> _PROBLEM STATEMENT_
Reproduce every record exactly as written.

[Records from a collection]
_ _ _

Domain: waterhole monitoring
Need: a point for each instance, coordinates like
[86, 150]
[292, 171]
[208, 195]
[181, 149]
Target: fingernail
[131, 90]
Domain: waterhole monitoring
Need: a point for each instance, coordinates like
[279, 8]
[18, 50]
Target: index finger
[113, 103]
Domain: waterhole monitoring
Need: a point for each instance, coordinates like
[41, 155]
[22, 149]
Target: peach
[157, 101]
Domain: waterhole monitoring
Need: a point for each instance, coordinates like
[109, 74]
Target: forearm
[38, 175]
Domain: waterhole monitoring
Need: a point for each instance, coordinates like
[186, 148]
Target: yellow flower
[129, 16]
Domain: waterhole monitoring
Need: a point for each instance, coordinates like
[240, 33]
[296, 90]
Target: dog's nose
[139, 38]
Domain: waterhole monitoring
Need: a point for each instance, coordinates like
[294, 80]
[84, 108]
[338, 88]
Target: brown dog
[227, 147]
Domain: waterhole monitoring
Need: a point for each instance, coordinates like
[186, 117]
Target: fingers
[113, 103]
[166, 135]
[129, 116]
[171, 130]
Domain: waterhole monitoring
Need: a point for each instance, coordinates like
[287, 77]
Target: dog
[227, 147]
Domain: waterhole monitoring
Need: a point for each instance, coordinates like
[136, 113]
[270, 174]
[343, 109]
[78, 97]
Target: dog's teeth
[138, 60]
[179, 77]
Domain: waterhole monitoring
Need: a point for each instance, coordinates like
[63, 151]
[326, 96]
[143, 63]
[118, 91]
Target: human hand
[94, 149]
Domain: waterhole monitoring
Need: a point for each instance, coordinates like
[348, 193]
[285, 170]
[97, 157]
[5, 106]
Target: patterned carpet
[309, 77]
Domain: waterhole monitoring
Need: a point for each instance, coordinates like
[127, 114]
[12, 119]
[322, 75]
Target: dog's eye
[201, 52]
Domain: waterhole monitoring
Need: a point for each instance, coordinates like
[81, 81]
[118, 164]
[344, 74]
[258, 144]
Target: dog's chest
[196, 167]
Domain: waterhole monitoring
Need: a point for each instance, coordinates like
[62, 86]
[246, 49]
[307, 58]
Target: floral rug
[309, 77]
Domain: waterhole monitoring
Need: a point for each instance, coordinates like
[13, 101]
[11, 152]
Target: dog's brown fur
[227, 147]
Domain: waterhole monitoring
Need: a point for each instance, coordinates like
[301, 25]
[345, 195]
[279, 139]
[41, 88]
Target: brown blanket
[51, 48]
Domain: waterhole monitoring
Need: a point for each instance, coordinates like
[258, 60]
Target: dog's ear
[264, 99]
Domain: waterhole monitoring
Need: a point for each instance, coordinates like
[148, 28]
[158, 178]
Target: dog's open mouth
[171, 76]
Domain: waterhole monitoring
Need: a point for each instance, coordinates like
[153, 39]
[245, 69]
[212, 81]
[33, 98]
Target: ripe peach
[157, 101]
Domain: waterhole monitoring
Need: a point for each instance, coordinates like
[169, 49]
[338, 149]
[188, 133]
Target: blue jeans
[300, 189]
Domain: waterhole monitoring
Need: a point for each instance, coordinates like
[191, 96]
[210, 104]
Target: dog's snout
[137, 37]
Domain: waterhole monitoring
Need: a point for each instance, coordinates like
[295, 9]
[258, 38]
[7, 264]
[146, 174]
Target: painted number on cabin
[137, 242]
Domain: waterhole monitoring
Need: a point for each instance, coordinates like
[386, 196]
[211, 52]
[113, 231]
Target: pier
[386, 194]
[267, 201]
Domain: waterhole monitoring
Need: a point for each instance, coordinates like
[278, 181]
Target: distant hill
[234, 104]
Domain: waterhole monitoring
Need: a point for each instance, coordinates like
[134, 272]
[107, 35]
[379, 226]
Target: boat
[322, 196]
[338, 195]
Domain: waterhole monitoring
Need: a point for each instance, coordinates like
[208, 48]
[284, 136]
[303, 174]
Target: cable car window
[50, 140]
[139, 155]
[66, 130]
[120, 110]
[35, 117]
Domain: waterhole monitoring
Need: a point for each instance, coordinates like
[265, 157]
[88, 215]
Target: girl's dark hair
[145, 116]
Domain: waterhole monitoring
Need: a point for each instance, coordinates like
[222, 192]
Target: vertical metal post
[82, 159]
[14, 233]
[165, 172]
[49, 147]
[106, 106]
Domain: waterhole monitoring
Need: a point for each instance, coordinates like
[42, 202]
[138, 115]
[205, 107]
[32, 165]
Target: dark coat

_ _ _

> _WRITTEN RESPONSE_
Domain: waterhole monitoring
Need: a point for each instance, coordinates like
[86, 150]
[292, 171]
[208, 195]
[181, 149]
Target: fingernail
[131, 90]
Domain: waterhole monitoring
Need: a point for each instance, coordinates like
[279, 8]
[18, 50]
Target: index finger
[113, 103]
Domain: waterhole monitoring
Need: a point for each instance, coordinates like
[41, 155]
[22, 149]
Target: peach
[157, 101]
Domain: waterhole monitoring
Need: a point for each instance, coordinates like
[109, 74]
Target: forearm
[38, 175]
Domain: waterhole monitoring
Need: a point for each instance, coordinates like
[186, 148]
Target: yellow flower
[129, 16]
Domain: waterhole monitoring
Need: a point for each instance, coordinates like
[240, 33]
[296, 90]
Target: dog's nose
[139, 38]
Domain: waterhole monitoring
Need: a point for each instance, coordinates like
[294, 80]
[84, 108]
[338, 88]
Target: brown dog
[227, 147]
Domain: waterhole monitoring
Need: a point for each instance, coordinates like
[186, 117]
Target: fingers
[113, 103]
[166, 135]
[129, 116]
[171, 130]
Domain: waterhole monitoring
Need: a point for each instance, coordinates like
[287, 77]
Target: dog
[227, 147]
Domain: waterhole monitoring
Need: a point for each instance, coordinates like
[136, 113]
[270, 174]
[343, 109]
[78, 97]
Target: dog's teeth
[138, 60]
[179, 77]
Domain: waterhole monitoring
Need: a point for each instance, coordinates like
[63, 151]
[326, 96]
[143, 63]
[118, 91]
Target: human hand
[94, 149]
Domain: waterhole monitoring
Need: a point for each instance, coordinates like
[348, 193]
[285, 170]
[97, 157]
[5, 106]
Target: patterned carpet
[309, 77]
Domain: waterhole monitoring
Need: a point for each instance, coordinates like
[127, 114]
[12, 119]
[322, 75]
Target: dog's eye
[201, 52]
Domain: waterhole monitoring
Need: a point for each instance, coordinates like
[81, 81]
[118, 164]
[344, 74]
[258, 144]
Target: dog's chest
[196, 167]
Domain: waterhole monitoring
Need: a point for each instance, coordinates like
[62, 86]
[246, 49]
[307, 58]
Target: floral rug
[309, 77]
Domain: waterhole monitoring
Need: a point for each instance, coordinates like
[13, 101]
[11, 152]
Target: dog's brown fur
[227, 147]
Domain: waterhole monitoring
Need: a point for each instance, coordinates like
[301, 25]
[345, 195]
[279, 139]
[41, 88]
Target: brown blanket
[51, 48]
Domain: waterhole monitoring
Need: a point for each instance, coordinates like
[258, 60]
Target: dog's ear
[264, 99]
Domain: waterhole monitoring
Need: a point for each instance, coordinates like
[148, 28]
[158, 178]
Target: dog's open mouth
[171, 76]
Domain: waterhole monitoring
Need: a point for each instance, coordinates like
[153, 39]
[245, 69]
[212, 81]
[33, 98]
Target: ripe peach
[157, 101]
Domain: waterhole monitoring
Need: a point for each instance, coordinates like
[169, 49]
[338, 149]
[188, 133]
Target: blue jeans
[300, 189]
Domain: waterhole monitoring
Need: a point for each instance, coordinates like
[191, 96]
[210, 104]
Target: dog's snout
[137, 37]
Domain: waterhole monitoring
Need: a point for each instance, coordinates like
[295, 9]
[258, 38]
[7, 264]
[146, 174]
Target: painted number on cabin
[137, 242]
Domain: waterhole monitoring
Need: a point for each instance, coordinates like
[386, 196]
[211, 52]
[113, 231]
Target: pier
[386, 194]
[267, 201]
Domain: waterhole monitoring
Need: a point for each instance, coordinates like
[278, 181]
Target: distant hill
[234, 104]
Domain: waterhole monitoring
Need: a point for each instance, coordinates like
[134, 272]
[107, 35]
[379, 226]
Target: boat
[322, 196]
[338, 195]
Domain: waterhole monitoring
Need: a point for each instance, coordinates like
[208, 48]
[284, 136]
[303, 174]
Target: cable car window
[50, 140]
[139, 155]
[66, 130]
[120, 110]
[35, 117]
Domain: waterhole monitoring
Need: a point for each instance, coordinates like
[265, 157]
[88, 215]
Target: girl's dark hair
[145, 116]
Domain: waterhole monitoring
Need: a point for each instance, coordinates like
[222, 192]
Target: vertical metal post
[82, 159]
[14, 233]
[165, 172]
[49, 147]
[106, 106]
Domain: waterhole monitoring
Need: a point for each instance, coordinates like
[42, 202]
[138, 115]
[205, 107]
[32, 165]
Target: dark coat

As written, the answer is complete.